TO BE DONE: Set out the material below, from the line containing "Exercise. Point out each instance of the blonde" through its end, as a Markdown table with the columns Row and Line, numbering each row and skipping blank lines.

Records from a collection
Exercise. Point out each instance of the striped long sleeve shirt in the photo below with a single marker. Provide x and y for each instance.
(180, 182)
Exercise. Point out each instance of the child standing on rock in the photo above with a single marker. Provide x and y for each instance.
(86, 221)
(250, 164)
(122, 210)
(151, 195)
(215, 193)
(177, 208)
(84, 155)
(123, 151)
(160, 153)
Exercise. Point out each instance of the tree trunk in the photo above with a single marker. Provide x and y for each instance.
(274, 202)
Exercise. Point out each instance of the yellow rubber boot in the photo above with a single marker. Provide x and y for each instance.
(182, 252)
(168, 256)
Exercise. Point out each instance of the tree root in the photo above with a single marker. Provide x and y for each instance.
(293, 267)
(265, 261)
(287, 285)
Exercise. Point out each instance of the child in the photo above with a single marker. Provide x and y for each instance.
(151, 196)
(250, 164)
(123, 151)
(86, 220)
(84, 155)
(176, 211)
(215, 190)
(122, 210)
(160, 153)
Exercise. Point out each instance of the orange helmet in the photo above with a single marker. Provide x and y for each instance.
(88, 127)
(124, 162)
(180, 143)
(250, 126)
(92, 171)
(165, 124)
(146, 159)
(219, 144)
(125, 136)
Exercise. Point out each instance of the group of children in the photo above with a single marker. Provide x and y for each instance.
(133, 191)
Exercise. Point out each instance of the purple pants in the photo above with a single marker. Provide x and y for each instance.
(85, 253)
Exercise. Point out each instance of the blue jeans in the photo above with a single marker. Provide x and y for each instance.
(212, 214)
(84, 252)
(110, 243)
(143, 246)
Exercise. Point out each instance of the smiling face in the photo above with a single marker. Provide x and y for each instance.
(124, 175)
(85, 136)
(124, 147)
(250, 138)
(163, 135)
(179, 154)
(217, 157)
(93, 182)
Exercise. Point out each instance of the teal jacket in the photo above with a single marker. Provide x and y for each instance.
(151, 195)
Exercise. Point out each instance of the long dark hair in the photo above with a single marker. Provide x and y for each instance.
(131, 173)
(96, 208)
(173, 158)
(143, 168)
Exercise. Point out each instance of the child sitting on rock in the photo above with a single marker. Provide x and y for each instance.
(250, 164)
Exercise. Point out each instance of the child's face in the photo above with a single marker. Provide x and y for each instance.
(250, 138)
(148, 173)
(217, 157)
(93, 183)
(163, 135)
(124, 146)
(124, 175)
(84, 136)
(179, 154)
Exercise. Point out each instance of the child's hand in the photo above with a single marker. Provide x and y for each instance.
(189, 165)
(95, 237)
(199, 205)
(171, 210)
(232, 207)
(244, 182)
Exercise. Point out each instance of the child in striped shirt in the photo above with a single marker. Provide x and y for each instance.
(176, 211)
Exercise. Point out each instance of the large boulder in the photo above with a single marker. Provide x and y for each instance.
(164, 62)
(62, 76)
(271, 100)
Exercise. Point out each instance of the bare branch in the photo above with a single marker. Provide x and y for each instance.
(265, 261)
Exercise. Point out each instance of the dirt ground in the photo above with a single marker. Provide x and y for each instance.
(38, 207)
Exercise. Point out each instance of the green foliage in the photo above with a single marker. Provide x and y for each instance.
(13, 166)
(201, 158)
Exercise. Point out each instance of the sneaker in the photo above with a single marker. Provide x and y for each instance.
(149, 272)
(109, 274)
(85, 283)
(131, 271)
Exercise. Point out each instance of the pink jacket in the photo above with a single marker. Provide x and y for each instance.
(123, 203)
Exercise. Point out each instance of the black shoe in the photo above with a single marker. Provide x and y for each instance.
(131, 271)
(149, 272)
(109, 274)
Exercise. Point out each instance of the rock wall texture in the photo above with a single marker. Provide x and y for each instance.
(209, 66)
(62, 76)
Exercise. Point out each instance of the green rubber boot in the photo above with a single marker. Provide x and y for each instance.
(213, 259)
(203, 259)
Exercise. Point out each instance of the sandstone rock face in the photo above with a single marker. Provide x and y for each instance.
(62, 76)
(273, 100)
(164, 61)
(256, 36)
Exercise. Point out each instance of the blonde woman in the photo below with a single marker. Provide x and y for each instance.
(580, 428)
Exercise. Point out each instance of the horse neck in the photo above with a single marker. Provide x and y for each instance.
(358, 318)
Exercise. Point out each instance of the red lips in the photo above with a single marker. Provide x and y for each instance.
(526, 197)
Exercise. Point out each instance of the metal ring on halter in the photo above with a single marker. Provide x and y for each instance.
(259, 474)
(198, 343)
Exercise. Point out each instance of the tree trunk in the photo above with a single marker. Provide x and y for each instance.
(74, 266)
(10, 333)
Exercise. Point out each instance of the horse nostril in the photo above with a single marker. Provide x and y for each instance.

FULL ANSWER:
| Row | Line |
|---|---|
| 1 | Exercise. Point out each instance of the blonde woman in the photo below with a single marker. Provide x and y for each instance. |
| 2 | (580, 428) |
| 3 | Exercise. Point out each instance of the horse neck in the photo above with a single marker. Provide x and y for each instance. |
| 4 | (358, 318) |
| 5 | Exercise. Point out each instance of the red lips in the photo above with a single marker. Provide x and y for each instance. |
| 6 | (526, 197) |
| 7 | Exercise. Point out each instance of the metal ring on halter in the photo above with a single marker. Provide x and y for each instance. |
| 8 | (259, 474) |
| 9 | (198, 343) |
| 10 | Exercise. Point out each instance of the tree trunk in the photo above with a single marker. Provide x and y for each instance. |
| 11 | (74, 266) |
| 12 | (10, 333) |
| 13 | Exercise. Point out each instance of the horse nostril in the photo above with a single marker. Provide x and y for each instance. |